_The problem_
Copy out exactly the lines that begin with the one containing "10L168 18L173 33L177" and continue until the last line of the material.

_Exercise inputs_

—————

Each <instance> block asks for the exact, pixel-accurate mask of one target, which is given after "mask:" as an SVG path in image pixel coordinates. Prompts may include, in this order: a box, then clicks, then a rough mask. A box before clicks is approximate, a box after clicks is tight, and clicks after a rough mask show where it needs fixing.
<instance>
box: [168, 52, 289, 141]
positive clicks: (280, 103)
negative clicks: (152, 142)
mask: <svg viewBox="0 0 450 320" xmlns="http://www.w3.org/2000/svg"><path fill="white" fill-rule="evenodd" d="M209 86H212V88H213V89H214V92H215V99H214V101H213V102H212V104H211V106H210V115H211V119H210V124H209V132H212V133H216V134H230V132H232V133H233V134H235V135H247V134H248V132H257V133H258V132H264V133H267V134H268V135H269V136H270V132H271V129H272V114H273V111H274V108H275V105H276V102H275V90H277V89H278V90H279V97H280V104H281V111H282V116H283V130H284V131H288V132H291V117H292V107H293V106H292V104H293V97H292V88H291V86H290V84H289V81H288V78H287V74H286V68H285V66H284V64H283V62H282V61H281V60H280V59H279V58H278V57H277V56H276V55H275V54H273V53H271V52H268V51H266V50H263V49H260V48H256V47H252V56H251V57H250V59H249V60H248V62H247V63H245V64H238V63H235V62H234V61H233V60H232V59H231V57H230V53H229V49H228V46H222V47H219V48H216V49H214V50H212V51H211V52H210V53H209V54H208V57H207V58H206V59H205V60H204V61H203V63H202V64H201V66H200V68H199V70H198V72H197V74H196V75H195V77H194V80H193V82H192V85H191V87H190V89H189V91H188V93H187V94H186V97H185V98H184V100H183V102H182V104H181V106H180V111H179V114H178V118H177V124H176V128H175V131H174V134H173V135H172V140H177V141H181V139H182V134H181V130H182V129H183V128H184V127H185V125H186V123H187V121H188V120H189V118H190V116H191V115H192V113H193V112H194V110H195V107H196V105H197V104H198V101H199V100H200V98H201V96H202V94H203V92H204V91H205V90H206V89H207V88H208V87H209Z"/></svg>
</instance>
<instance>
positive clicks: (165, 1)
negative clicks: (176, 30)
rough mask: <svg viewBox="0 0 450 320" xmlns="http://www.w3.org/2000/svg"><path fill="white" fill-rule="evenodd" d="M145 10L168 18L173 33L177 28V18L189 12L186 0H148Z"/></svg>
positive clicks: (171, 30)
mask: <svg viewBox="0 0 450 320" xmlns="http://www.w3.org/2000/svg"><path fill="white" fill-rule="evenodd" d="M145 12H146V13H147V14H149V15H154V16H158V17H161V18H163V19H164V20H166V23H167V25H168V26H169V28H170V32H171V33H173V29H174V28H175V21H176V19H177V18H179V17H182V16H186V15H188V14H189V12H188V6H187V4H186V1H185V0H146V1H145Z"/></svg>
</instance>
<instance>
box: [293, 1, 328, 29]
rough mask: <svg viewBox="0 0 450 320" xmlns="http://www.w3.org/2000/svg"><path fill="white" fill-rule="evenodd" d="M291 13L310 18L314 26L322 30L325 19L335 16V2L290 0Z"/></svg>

—————

_Your solution_
rough mask: <svg viewBox="0 0 450 320" xmlns="http://www.w3.org/2000/svg"><path fill="white" fill-rule="evenodd" d="M145 10L168 18L173 33L177 28V18L189 12L186 0H148Z"/></svg>
positive clicks: (171, 30)
mask: <svg viewBox="0 0 450 320" xmlns="http://www.w3.org/2000/svg"><path fill="white" fill-rule="evenodd" d="M145 12H146V13H147V14H149V15H154V16H158V17H161V18H163V19H164V20H166V23H167V25H168V26H169V28H170V32H171V33H173V29H174V28H175V21H176V19H177V18H179V17H182V16H186V15H188V14H189V12H188V6H187V4H186V1H185V0H146V1H145Z"/></svg>
</instance>
<instance>
box: [293, 1, 328, 29]
rough mask: <svg viewBox="0 0 450 320" xmlns="http://www.w3.org/2000/svg"><path fill="white" fill-rule="evenodd" d="M291 13L310 18L314 26L322 30L325 19L335 16V2L290 0Z"/></svg>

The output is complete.